Beneath this task is a listing. State how many of its lines include the string "store", giving nothing but the number.

##############################

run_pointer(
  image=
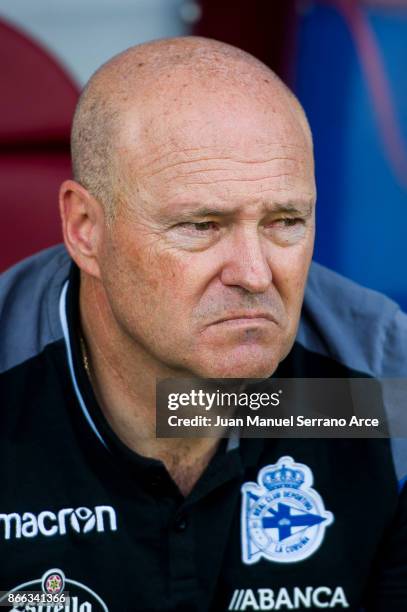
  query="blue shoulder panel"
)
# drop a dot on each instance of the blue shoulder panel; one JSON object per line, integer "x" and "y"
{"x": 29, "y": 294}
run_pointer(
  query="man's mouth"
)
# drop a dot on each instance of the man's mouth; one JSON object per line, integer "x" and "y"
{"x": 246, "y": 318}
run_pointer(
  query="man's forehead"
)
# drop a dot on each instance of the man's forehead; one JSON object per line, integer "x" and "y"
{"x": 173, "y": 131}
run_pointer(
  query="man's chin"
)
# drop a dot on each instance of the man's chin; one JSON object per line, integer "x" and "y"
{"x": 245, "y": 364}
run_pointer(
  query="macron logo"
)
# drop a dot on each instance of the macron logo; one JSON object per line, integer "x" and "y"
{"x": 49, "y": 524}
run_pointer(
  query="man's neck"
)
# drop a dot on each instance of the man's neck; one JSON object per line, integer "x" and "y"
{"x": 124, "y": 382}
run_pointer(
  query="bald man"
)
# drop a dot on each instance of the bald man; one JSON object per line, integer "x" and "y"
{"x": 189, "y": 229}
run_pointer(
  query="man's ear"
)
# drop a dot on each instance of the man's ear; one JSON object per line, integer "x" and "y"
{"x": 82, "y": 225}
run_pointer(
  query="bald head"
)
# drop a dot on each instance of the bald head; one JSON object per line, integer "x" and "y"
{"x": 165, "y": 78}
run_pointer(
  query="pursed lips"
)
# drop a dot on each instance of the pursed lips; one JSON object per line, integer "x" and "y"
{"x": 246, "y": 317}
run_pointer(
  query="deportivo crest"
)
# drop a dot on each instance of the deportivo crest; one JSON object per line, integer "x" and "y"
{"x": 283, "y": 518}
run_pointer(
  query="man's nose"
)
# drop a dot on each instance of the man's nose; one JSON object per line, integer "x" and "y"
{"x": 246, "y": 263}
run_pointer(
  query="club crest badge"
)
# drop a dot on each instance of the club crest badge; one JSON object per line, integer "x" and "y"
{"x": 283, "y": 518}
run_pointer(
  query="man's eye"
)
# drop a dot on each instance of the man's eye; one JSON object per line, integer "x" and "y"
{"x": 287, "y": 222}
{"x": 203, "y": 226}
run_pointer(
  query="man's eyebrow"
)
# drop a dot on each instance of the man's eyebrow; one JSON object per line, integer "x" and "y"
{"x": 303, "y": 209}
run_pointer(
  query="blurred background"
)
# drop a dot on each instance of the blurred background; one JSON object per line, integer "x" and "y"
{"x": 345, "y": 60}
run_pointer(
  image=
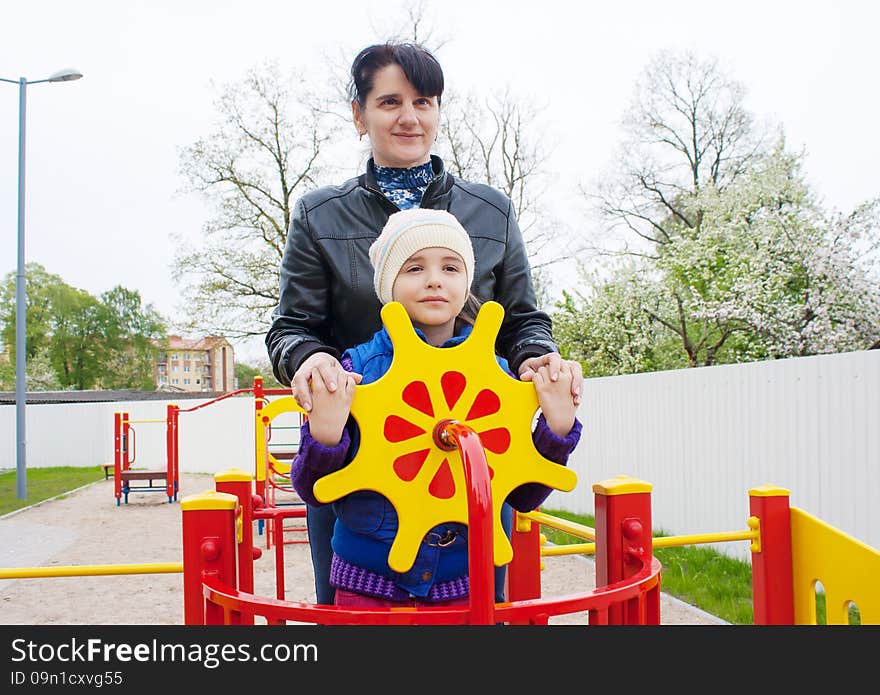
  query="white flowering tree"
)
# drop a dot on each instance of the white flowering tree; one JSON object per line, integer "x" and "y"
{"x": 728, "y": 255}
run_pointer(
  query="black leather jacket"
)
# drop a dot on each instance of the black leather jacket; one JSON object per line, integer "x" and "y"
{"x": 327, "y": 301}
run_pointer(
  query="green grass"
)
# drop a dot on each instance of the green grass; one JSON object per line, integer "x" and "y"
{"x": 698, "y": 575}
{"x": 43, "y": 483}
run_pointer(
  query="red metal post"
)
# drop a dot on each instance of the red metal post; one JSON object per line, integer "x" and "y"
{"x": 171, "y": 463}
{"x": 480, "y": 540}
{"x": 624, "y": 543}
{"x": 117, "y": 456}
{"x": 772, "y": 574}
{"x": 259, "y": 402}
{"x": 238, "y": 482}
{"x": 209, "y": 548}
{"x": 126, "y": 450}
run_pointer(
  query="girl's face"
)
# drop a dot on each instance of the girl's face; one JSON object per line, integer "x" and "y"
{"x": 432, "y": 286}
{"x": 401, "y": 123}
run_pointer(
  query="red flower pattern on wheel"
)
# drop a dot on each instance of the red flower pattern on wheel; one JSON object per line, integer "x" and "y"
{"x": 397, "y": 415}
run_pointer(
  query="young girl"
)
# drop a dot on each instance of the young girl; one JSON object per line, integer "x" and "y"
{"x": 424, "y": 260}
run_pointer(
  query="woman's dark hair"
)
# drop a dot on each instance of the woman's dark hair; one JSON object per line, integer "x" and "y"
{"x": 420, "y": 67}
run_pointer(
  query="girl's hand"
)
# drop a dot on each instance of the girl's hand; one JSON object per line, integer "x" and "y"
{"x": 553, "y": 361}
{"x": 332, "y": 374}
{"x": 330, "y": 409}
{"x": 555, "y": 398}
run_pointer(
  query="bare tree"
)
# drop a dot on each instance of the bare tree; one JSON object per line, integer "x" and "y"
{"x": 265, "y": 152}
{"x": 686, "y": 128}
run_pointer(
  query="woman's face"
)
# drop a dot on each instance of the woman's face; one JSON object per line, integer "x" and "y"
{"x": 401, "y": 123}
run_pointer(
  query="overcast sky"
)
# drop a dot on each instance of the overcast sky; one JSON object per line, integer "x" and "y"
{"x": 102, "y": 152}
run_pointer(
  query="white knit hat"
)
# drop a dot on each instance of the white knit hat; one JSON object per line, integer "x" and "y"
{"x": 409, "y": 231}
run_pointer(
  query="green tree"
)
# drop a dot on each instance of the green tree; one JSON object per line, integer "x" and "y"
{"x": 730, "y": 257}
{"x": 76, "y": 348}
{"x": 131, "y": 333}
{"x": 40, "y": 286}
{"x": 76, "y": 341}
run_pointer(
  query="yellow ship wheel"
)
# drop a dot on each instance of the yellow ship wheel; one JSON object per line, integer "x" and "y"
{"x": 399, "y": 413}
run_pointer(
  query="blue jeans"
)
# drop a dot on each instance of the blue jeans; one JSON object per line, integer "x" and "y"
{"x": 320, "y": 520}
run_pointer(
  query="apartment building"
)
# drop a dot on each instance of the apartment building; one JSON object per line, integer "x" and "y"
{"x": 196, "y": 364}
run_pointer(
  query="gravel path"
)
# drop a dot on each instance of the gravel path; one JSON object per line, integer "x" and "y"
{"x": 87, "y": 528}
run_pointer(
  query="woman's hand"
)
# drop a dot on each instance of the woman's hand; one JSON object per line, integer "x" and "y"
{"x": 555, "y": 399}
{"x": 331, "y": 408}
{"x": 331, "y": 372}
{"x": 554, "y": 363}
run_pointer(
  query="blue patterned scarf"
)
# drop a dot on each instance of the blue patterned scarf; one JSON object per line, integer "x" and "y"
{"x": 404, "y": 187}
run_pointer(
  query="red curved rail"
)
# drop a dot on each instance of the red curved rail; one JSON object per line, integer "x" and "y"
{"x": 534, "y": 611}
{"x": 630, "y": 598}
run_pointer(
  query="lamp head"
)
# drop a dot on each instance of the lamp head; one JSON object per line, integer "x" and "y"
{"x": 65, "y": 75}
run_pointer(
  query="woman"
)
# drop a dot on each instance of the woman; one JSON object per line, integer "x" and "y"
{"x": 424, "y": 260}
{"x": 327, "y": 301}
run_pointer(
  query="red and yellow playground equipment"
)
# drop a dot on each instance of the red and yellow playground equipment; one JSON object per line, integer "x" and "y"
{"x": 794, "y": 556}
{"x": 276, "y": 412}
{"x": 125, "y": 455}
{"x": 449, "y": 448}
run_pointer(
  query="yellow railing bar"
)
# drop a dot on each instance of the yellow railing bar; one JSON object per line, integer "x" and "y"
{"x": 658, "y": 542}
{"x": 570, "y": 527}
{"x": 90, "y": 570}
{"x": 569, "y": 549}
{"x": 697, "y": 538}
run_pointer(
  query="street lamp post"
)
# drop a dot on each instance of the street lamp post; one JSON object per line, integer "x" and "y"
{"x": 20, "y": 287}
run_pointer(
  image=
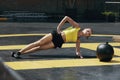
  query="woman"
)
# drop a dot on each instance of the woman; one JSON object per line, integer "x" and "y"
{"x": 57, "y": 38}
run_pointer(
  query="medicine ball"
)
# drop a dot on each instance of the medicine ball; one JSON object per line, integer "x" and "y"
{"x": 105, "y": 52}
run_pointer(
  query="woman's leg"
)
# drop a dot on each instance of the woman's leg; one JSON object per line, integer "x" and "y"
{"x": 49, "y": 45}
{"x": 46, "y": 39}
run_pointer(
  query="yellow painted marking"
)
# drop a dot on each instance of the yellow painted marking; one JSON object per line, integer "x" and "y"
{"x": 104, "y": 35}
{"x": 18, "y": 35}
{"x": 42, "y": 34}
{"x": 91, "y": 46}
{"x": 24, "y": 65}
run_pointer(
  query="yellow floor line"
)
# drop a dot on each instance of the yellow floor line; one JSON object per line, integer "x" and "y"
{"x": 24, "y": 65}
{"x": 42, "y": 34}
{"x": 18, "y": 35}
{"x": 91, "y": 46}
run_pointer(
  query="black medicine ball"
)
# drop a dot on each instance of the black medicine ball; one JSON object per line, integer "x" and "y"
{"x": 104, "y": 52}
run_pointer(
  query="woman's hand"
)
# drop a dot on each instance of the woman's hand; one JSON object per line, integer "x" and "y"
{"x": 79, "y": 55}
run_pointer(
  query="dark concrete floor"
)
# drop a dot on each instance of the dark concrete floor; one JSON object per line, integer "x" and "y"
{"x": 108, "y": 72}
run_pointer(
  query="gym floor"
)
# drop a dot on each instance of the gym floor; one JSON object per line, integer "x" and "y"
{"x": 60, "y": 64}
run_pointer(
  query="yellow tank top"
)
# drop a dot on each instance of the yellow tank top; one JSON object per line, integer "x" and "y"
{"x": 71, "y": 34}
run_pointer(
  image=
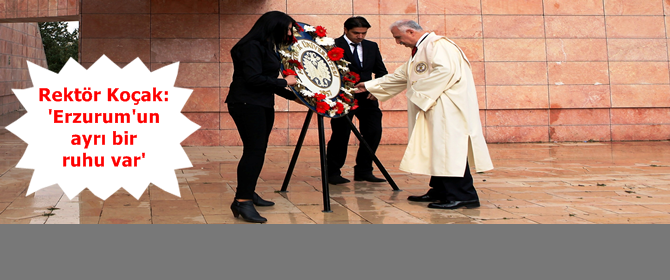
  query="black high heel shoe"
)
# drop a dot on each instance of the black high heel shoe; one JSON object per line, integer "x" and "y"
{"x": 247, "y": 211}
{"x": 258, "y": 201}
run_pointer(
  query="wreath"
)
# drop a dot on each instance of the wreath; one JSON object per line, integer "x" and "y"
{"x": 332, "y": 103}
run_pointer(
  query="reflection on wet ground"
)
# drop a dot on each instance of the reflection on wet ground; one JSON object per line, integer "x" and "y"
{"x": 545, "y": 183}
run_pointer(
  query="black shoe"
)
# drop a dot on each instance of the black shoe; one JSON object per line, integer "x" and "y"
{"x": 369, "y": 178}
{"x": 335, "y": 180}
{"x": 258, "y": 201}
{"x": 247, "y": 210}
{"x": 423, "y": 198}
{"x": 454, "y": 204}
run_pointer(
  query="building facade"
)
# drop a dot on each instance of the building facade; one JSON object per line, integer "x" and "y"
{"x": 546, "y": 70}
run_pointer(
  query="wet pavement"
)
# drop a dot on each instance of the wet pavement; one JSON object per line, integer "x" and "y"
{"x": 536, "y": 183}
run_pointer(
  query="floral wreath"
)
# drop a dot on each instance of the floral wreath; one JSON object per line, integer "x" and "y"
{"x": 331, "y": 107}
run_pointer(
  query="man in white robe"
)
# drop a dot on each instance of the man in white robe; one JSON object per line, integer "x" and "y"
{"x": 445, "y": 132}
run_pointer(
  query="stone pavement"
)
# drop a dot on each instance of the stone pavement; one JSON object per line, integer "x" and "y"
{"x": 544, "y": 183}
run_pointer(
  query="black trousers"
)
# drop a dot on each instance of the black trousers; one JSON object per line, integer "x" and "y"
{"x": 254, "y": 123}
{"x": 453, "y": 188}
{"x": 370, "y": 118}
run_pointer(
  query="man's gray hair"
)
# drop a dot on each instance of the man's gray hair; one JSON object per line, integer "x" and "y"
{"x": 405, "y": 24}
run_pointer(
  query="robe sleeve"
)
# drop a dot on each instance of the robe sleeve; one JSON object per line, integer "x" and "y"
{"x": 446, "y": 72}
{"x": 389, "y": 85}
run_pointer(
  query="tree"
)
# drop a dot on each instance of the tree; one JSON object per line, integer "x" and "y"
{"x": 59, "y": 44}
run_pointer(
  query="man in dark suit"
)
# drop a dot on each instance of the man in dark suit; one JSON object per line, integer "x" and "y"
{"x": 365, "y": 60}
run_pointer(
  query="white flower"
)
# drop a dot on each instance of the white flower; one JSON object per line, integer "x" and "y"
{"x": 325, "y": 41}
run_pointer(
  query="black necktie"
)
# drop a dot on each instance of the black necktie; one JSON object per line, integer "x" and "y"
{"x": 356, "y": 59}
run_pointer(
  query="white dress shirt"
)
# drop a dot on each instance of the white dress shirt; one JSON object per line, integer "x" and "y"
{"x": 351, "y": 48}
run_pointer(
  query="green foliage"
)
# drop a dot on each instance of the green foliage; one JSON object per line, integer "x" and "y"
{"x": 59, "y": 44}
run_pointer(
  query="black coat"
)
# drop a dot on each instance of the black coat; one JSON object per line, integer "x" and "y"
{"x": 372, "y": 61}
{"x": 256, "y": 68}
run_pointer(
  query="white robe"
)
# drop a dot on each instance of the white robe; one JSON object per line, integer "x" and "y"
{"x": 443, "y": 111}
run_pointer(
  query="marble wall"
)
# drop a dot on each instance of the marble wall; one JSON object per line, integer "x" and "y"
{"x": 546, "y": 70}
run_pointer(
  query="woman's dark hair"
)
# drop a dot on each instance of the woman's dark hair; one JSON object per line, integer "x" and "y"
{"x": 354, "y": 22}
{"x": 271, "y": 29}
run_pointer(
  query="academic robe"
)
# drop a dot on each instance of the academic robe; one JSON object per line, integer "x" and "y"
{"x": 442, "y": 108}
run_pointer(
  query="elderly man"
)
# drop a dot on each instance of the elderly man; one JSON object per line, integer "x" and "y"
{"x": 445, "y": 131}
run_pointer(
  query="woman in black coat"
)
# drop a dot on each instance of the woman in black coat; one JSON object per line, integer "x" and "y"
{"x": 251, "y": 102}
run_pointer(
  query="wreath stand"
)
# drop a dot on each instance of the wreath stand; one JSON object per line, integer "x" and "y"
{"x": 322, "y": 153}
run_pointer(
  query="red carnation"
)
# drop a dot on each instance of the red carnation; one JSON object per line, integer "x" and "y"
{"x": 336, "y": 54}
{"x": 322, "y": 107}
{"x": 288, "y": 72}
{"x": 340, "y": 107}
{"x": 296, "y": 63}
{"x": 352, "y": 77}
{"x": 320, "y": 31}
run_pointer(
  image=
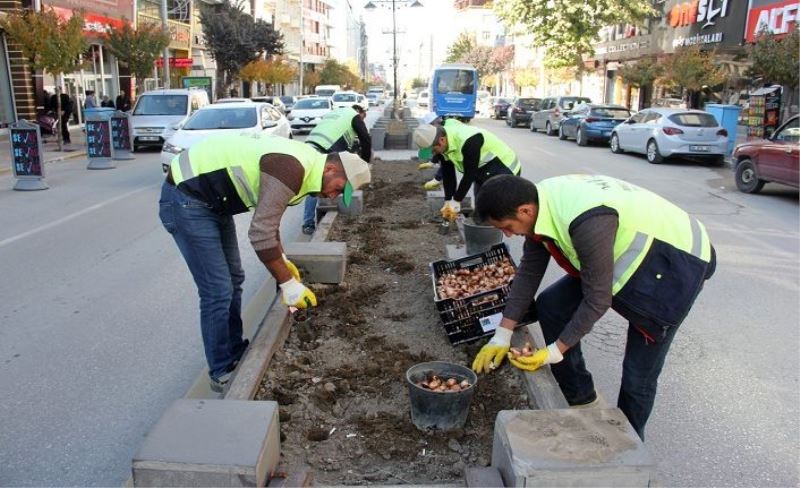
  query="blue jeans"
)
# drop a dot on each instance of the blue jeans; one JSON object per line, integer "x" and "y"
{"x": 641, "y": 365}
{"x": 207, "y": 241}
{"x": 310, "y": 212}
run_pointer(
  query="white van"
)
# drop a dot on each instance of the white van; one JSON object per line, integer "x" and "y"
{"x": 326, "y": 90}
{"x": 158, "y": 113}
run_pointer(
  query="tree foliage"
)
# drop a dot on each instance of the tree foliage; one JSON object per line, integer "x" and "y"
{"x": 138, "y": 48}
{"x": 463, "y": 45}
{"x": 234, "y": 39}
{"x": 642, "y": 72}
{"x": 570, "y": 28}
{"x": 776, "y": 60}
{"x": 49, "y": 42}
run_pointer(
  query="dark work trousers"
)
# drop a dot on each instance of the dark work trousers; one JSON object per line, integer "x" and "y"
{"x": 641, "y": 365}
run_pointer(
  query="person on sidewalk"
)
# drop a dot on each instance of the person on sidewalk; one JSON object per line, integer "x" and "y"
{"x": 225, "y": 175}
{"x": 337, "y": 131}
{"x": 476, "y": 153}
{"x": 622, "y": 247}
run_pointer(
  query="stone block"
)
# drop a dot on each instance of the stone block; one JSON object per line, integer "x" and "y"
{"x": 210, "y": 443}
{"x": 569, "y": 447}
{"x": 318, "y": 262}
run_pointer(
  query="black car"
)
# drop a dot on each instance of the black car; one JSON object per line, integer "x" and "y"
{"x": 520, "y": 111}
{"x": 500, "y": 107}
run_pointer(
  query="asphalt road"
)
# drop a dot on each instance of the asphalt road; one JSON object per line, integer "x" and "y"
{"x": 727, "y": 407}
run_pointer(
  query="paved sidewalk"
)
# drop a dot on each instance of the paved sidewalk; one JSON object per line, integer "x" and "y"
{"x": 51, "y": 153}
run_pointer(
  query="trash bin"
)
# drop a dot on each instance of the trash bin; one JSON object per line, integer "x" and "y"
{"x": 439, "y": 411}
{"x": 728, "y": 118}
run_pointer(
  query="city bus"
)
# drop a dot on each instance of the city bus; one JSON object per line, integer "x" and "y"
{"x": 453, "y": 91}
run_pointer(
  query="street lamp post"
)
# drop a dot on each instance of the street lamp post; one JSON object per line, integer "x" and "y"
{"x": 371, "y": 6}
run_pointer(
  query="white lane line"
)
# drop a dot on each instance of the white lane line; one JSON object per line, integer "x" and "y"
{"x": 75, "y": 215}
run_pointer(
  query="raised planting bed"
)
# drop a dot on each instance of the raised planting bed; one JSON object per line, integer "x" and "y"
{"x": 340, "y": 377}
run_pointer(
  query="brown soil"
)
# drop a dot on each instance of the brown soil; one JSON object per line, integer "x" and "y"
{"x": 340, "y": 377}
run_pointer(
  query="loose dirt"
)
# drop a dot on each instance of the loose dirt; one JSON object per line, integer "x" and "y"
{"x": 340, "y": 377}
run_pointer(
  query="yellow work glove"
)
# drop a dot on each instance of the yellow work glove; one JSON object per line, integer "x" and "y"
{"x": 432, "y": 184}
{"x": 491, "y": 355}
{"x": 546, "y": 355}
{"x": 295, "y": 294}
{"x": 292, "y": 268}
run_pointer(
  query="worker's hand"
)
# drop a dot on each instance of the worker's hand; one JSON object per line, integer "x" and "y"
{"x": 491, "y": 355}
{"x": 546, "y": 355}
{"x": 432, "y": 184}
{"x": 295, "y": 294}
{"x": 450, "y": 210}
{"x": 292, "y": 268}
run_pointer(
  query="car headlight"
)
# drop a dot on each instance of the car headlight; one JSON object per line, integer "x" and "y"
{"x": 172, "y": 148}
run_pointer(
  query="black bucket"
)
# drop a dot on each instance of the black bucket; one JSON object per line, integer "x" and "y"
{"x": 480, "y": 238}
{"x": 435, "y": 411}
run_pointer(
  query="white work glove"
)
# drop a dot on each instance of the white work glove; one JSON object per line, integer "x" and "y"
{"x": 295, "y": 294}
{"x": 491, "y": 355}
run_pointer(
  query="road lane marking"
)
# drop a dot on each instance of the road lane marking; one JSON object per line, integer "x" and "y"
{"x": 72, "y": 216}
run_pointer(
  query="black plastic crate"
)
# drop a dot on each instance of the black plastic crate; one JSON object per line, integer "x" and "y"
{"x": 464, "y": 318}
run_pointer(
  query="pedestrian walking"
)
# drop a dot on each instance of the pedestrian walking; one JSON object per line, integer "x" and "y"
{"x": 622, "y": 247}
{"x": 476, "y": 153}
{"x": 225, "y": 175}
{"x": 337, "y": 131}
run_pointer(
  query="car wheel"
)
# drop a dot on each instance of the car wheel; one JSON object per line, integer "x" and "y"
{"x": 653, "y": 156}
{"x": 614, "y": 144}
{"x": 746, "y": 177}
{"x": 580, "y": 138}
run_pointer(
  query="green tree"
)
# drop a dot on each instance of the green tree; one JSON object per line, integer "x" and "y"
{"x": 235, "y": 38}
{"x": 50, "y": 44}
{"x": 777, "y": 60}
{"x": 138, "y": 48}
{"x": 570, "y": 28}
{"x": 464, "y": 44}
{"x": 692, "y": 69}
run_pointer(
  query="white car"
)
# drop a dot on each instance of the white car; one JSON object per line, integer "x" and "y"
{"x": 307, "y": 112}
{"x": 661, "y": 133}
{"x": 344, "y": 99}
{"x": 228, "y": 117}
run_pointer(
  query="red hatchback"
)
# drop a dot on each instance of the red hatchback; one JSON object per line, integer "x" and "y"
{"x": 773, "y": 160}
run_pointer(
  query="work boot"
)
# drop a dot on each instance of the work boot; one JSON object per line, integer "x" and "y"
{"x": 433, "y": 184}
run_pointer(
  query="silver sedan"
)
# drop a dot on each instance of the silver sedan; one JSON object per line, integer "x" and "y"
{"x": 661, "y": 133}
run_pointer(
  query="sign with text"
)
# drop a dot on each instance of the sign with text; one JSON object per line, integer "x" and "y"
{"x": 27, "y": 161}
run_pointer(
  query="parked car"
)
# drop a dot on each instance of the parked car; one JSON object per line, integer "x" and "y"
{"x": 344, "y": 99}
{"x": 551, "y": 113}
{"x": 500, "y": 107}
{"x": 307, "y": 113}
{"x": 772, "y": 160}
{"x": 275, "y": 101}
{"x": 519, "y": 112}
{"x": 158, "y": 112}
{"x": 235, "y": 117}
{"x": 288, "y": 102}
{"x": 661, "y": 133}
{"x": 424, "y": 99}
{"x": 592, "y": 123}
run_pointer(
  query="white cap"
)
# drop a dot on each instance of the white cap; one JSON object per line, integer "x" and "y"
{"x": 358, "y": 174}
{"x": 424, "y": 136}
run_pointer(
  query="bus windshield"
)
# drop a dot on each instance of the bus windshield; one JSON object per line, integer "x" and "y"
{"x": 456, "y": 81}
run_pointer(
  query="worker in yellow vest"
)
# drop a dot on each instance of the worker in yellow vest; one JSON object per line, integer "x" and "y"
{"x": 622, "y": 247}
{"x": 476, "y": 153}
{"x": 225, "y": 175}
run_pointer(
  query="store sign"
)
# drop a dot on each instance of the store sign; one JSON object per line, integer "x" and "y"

##############################

◆ Written solution:
2